[Start DATA ENTRIES]
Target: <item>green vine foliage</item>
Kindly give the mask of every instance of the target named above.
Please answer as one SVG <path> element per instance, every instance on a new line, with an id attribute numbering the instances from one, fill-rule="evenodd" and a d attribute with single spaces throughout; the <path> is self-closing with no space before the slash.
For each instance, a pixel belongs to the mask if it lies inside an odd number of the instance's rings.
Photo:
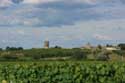
<path id="1" fill-rule="evenodd" d="M 0 83 L 125 83 L 123 62 L 48 61 L 0 64 Z"/>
[End DATA ENTRIES]
• REQUEST
Render every line of the entries above as a JSON list of strings, one string per line, with blank lines omitted and the pictures left out.

• OUTPUT FOR THIS EXERCISE
[
  "Target: <item>green vine foliage</item>",
  "Kindly give the mask of every instance of the target named above.",
  "Please answer as one SVG <path> element per instance, every instance on a new line, with an id attribute numbering the instances from one, fill-rule=\"evenodd\" and a d attribute with single spaces throughout; the <path> is self-closing with no space before the slash.",
  "For each instance, a pixel belongs to the mask if it lies inside an odd number of the instance's rings.",
  "Photo:",
  "<path id=\"1\" fill-rule=\"evenodd\" d=\"M 0 83 L 125 83 L 123 62 L 48 61 L 0 64 Z\"/>"
]